Saved entries:
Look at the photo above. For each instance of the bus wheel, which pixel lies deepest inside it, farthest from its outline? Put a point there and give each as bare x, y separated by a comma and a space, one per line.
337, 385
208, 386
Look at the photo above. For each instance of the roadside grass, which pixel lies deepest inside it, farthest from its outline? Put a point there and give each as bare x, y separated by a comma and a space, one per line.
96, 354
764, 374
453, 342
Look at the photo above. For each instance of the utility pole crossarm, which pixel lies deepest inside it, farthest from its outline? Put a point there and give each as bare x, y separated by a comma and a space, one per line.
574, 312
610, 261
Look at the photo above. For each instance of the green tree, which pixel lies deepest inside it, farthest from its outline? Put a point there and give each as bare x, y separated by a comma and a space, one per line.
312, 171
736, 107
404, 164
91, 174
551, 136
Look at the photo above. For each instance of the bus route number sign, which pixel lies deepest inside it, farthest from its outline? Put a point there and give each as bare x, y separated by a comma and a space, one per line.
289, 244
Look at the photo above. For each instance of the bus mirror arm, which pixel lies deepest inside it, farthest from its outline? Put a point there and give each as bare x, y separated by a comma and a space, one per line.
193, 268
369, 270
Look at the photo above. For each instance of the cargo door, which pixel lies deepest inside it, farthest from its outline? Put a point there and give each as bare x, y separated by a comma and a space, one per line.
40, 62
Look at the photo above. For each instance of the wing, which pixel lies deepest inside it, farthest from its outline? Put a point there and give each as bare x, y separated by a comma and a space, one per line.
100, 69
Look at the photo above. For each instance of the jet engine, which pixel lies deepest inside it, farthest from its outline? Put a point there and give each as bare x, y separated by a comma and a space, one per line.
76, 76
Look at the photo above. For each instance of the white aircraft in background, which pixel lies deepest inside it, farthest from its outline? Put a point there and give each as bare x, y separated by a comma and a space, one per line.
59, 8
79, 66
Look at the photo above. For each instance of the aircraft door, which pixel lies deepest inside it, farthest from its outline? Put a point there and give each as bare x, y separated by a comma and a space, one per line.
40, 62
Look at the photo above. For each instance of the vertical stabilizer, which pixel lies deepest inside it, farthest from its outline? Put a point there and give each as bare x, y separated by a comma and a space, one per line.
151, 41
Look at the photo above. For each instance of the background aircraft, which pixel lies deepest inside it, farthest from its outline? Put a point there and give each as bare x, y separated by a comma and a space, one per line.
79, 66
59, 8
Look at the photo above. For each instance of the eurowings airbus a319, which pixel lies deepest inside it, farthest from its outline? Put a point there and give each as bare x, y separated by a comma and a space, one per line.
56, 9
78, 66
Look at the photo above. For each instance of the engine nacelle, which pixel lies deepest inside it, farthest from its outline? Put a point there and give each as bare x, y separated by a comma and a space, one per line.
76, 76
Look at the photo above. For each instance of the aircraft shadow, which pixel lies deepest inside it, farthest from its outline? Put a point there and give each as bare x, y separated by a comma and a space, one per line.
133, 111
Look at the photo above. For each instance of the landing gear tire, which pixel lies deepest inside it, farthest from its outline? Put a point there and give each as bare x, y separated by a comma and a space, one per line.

ACTIVITY -
This task calls for an exact reproduction of the lines that start at the one containing "Look at the photo above. For each instance of the engine" and continue to the end of the entries above.

REPLY TO THE TASK -
Look at the photo above. For each instance of the engine nacelle, which pixel lies deepest inside it, farthest from its outline? Put a point there and give each as bare x, y separated by a comma and a space, one per line.
76, 76
Look at the photo above. For each instance of the aircraft shadow, which pixel lies deepest inside it, farthest from its outline? Put a point there and give each as bare x, y separated by a comma and a space, one per line.
133, 111
Look at the photo above. For each instance of the landing gear tire, which pixel lies deepest inside it, farthest from its outline? Put a point there and give each as bare x, y separated by a comma and a space, one per line.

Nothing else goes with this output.